But maybe you need something edgier?  The "mumble-gore" genre is so hot right now, and Adam Wingard's You're Next is poised to rake in some serious cash this weekend.  Even though we're bored with home invasion films, we're surprisingly interested in this because people keep using terms like "deconstruction" when describing it and it's apparently full of cameos from mumblecore filmmakers and such.

And Chip is a sucker for tender indie coming-of-age films starring pretty girls, so we'll also be seeing The Spectacular Now, which is supposed to be pretty spectacular.  But we probably won't drive to the one fucking theater on the Plaza in KC where's it's currently playing.



The coolest film-related event of the week has got to be the debut of a new film/music/art festival at Screenland Armour in KC, though we find the prices discouraging for those who only have a few hours to spare (instead of just having $40-ish dollar festival tickets, why not offer individual screening prices for those who'd love to catch a film and band but don't have time to to stick around for the full fest).  One of the films on the slate is the new documentary on Big Star, which is definitely of interest to scenesters.  And we assume some of the excellent bands involved (Rev Gusto, Hidden Pictures, etc) will dish out a nice Big Star cover or two.

Full festival details at the Screenland site here.


And we've always got to include an Alamo KC pick in this column.  On Wednesday, you can see Escape from New York and your ticket comes with a free eye patch and candy cigarettes.  Yep, they're doing it right over there at the Alamo.  Details here.

 Oh shit!  Here's Harry Dean Stanton and Snake!

Friday, August 23, 2013

PBR and Oats: Our Interview With @Horse1863 (AKA Marty from KU)

As most of you know by now, Lawrence's live-Twitter reenactment of Quantrill's Massacre ( #QR1863 ) made a big social media splash this week, and one of its most unexpected stars turned out not to be an official participant voicing a juicy role like Jim Lane or Reverend Cordley or the Q-Man himself or Frank James or Bloody Bill Anderson (though Ric Averill knocked those latter three villains out of the park) but instead a renegade tweeter known as @Horse1863 . Yes, a tweeting horse.  Initially, some of those involved in the project thought that the horse might have been voiced by a prankster like the LC's own Chip.  But no. Unfortunately, we could not lay claim to this terrific, silly idea.

As it turned out, the mastermind behind the talking horse finally revealed herself during the post-Raid Twitter credits to be...Marty from KU [we're withholding her last name here so you crazy Civil War buffs and talking horse enthusiasts won't bombard her with Facebook friend requests and such].  Upon Marty's revelation, we soon discovered that we had friends in common, so of course we promptly set out to chat with her and get to the bottom of what makes a talking horse tick (and tweet).  Enjoy!

Richard:   As a tweeting horse called Horse1863, you sort of unexpectedly became one of the big stars of #QR1863 and even had some of the essential and official characters interacting with you during the heart of the Twitter-Raid.   How did you come up with the idea of being a sort of renegade tweeter in this event, why did you choose a horse, and why do you think it became so popular?

****

§ DIRECTIONS:
• A. Retype the passage from the blog post on film picks and @Horse1863, starting with "PBR and Oats: Our" and going on through "terrific, silly idea.".
• B. Extend the blog post on film picks and @Horse1863, picking up after its last sentence.

§ DATASET EXCERPTS:
****

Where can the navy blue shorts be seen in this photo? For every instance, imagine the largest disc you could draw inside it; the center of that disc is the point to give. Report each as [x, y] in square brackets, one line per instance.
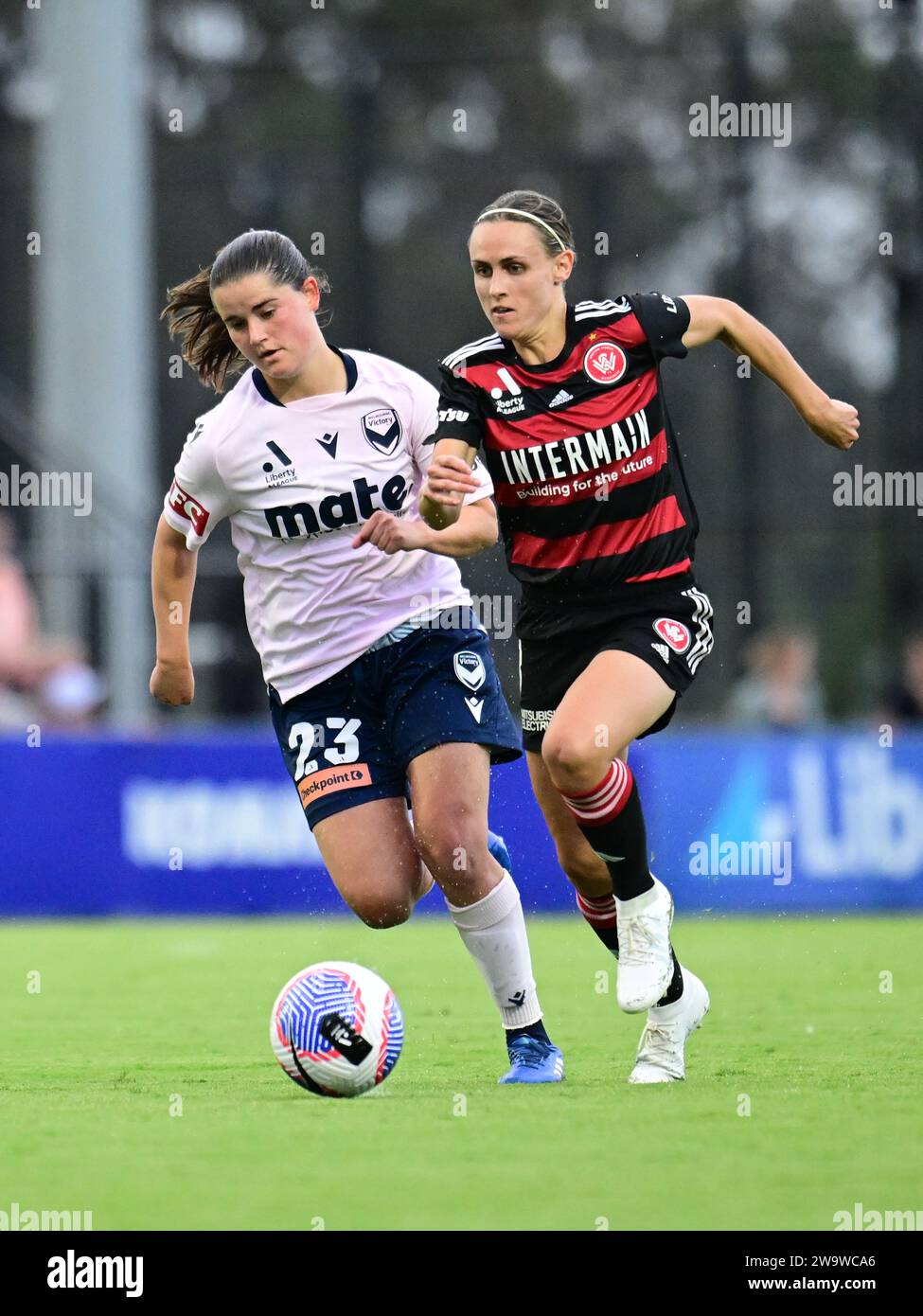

****

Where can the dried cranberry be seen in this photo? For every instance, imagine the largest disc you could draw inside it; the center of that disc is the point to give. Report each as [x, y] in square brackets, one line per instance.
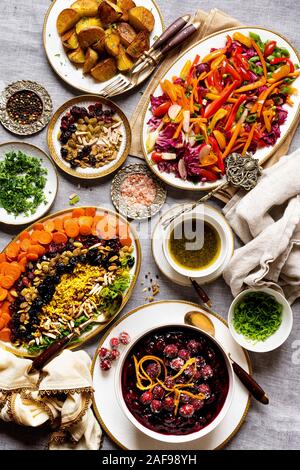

****

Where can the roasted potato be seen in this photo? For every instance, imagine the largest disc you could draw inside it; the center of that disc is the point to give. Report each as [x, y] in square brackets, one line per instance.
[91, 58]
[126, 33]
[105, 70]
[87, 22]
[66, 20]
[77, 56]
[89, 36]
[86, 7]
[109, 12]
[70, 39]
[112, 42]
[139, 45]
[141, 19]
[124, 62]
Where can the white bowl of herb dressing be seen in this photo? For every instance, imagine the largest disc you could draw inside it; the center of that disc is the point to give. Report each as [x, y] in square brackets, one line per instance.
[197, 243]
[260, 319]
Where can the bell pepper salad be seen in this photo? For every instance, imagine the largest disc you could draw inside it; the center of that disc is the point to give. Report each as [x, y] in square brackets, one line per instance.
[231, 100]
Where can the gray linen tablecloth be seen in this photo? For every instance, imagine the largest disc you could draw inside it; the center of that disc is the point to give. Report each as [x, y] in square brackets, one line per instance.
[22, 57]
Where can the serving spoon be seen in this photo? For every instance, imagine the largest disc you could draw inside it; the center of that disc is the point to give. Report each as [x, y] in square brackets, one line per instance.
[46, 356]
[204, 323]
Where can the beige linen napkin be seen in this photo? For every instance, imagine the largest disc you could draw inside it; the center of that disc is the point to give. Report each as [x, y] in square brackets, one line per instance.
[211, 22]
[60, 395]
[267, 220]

****

§ SET OF ANSWERS:
• A.
PBR and Oats: Our Interview With @Horse1863 (AKA Marty from KU)

As most of you know by now, Lawrence's live-Twitter reenactment of Quantrill's Massacre ( #QR1863 ) made a big social media splash this week, and one of its most unexpected stars turned out not to be an official participant voicing a juicy role like Jim Lane or Reverend Cordley or the Q-Man himself or Frank James or Bloody Bill Anderson (though Ric Averill knocked those latter three villains out of the park) but instead a renegade tweeter known as @Horse1863 . Yes, a tweeting horse.  Initially, some of those involved in the project thought that the horse might have been voiced by a prankster like the LC's own Chip.  But no. Unfortunately, we could not lay claim to this terrific, silly idea.

• B.
Marty:  I became a renegade tweeter to avoid writing my fall syllabus. It's been an incredibly effective strategy. Coming up with the idea of Horse1863 was very easy. Do other people not think about talking horses constantly? Is that not normal? Now I'm a little worried. When I first read about the Quantrill's Raid Live-Tweet, I kept wondering how Lawrence residents in 1863 could possibly be using Twitter. Was this a parallel universe where Twitter was invented before the telegraph? And if so, what else was different ? Were there talking/tweeting horses? I thought there was room for one. I was very pleased and surprised at Horse1863's popularity, but I can't account for it, unless I'm right that thinking about talking horses is a universal pastime.

Chip:  Some of those horse-tweets cracked my shit up!  I like the puns especially.  But there’s also some serious tweets along the way as well.  Tell us how you crafted your “character.“  Also, do you have a particular favorite tweet as Horse1863?

Marty:  I based Horse1863 on a brief anecdote in Katie Armitage's book, Survivors of Quantrill's Raid. Local drug store owner Brinton W. Woodward was "saved when one of the raiders became distracted by the escape of a fine horse as he was ready to shoot Woodward" (101). I gleaned a lot of information about Horse1863's character just from that passage. As a "fine" horse, he was probably a little pompous and self-satisfied, but he was also both clever and heroic too for timing his escape just right so he could save Woodward. My favorite Horse tweet is probably when he threatens the children, which is always a good time: "Some nasty little boys just threw stones at me! Sure wish they'd come closer to this gift horse's mouth. #iwillbiteachild #QR1863"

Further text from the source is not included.